> **Texto extraído**
Desde el día funesto, ese 19 de septiembre, que desnudó las
debilidades de una ciudad tan comercial y aparentemente poderosa e
invulnerable, salieron los y las culichis como abejas africanas:
en bola. Fueron a las colonias, a Villa Juárez, a la costa, a los
asentamientos cercanos a drenes y ríos. En Culiacán, Navolato,
Angostura, Mocorito y otros municipios, el Gobierno del Estado habla de
140 mil damnificados. Pero son más. En algunas regiones, todos lo fueron
porque el desastre de unos contagió a otros.
Son los que viven cerca del río Humaya, los pescadores de Altata o
Yameto, los de la colonia 6 de Enero, o el poblado de Costa Azul o La
Reforma, en Angostura. Los pobres, los de las casas de varas y láminas.
Pero también los amurallados en fraccionamientos privados, clasemedieros
y más arriba, como los de Valle Alto o los de la Isla Musala: el lodo
invasivo como plaga les llegó a las rodillas, la cintura y más. Y cuando
se dieron cuenta, la humedad amenazaba cuellos. Y arrasó y atrofió y
dejó a miles en la calle, en techos, en plantas altas o aplaudiendo con
sus pies el fango o haciendo olas con ese andar desolado y triste.
Las lágrimas de ellos eran también lluvia: números estilando pérdidas
sobre pérdidas, en medio del desastre con rostro de páramo. Y a esas
tragedias respondieron las miradas de hormigas y abejas africanas de
esos jóvenes, como linternas bajo un cielo molesto y oscuro, un huracán
que dejó en dos días tres cuartas partes de lo que llueve en promedio en
un año en la entidad: más de 600 milímetros de agua. Las miradas como
fogatas de los cientos y miles de jóvenes. Voluntariosos y generosos.
Fue el otro desbordamiento, el de la solidaridad.
Los dos hermanos, ella de 19 y él de 15 en el zoológico, donde al
menos diez animales murieron. Fernanda en la colonia Lombardo Toledano.
Quien se hace llamar Gato Vago en el feis, liderando una
pandilla de locos enhiestos con bolsas de víveres en Villa Juárez,
Navolato. Se multiplicaron como células, como virus de amaneceres.
Clímax contra clima. Estaban en la plazuela Obregón, en un crucero
cualquiera detrás de una mesa de plástico, en la explanada del Centro de
Ciencias, recolectando víveres y ropa y agua y medicina.
Los de Recuperarte en la plazuela Obregón. Ganándoles la calle
a los automovilistas, con ingeniosas pancartas incitándolos a que le
entren a la solidaridad y se enteren de las gordas desgracias.
La convocatoria fue de boca en boca, a golpe de tecla en los
celulares, a grito abierto. El pedido de auxilio desbocado de quienes
tenían el agua hasta el pecho tuvo una respuesta más que vitamínica, más
que de aspirina, y fue la de esos jóvenes en sus cuatro por cuatro, en
sus Jet Ski, sobre cajas de góndolas y camionetas.
La heroicidad chapoteando, capeando el temporal, o en cuatro ruedas.

> **Extracto de datos**
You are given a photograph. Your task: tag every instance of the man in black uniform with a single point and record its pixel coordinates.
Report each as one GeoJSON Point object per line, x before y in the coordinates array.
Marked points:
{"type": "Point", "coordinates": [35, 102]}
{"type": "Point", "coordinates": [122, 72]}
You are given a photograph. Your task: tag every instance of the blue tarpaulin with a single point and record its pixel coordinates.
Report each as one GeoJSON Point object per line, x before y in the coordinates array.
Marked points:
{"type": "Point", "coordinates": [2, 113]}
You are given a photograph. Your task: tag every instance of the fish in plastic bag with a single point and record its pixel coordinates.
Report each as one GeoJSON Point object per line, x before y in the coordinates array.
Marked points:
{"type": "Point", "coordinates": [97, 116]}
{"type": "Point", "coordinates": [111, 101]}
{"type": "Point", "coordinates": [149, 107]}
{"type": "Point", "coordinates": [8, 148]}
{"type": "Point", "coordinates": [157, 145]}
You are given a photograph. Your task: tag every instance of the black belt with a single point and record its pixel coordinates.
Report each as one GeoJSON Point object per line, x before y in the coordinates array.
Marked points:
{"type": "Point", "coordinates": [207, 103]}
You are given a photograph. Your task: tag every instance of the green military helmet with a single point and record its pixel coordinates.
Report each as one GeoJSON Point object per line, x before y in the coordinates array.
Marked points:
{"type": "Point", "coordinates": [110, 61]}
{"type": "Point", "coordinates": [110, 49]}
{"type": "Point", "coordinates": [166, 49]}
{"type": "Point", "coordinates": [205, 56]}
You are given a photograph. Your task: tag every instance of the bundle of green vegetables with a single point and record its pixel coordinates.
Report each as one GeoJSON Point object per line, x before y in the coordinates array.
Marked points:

> **Tareas**
1. Transcribe del texto sobre la inundación en Culiacán el tramo que va de "Los dos hermanos, ella" hasta "las gordas desgracias.".
2. Reescribe en forma de lista el párrafo del texto sobre la inundación en Culiacán que empieza con "Desde el día funesto" y conserva sus datos principales.
3. De acuerdo con el texto sobre la inundación en Culiacán, ¿por qué en algunas regiones todos resultaron damnificados?

> **Resultados esperados**
1.
Los dos hermanos, ella de 19 y él de 15 en el zoológico, donde al
menos diez animales murieron. Fernanda en la colonia Lombardo Toledano.
Quien se hace llamar Gato Vago en el feis, liderando una
pandilla de locos enhiestos con bolsas de víveres en Villa Juárez,
Navolato. Se multiplicaron como células, como virus de amaneceres.
Clímax contra clima. Estaban en la plazuela Obregón, en un crucero
cualquiera detrás de una mesa de plástico, en la explanada del Centro de
Ciencias, recolectando víveres y ropa y agua y medicina.
Los de Recuperarte en la plazuela Obregón. Ganándoles la calle
a los automovilistas, con ingeniosas pancartas incitándolos a que le
entren a la solidaridad y se enteren de las gordas desgracias.

2.
- El 19 de septiembre el desastre desnudó las debilidades de una ciudad comercial y aparentemente poderosa e invulnerable.
- Los y las culichis salieron en bola.
- Fueron a las colonias, a Villa Juárez, a la costa y a los asentamientos cercanos a drenes y ríos.
- Según el Gobierno del Estado, hubo 140 mil damnificados en Culiacán, Navolato, Angostura, Mocorito y otros municipios, pero son más.
- En algunas regiones todos fueron damnificados, porque el desastre de unos contagió a otros.

3. En algunas regiones todos resultaron damnificados porque el desastre de unos contagió a otros.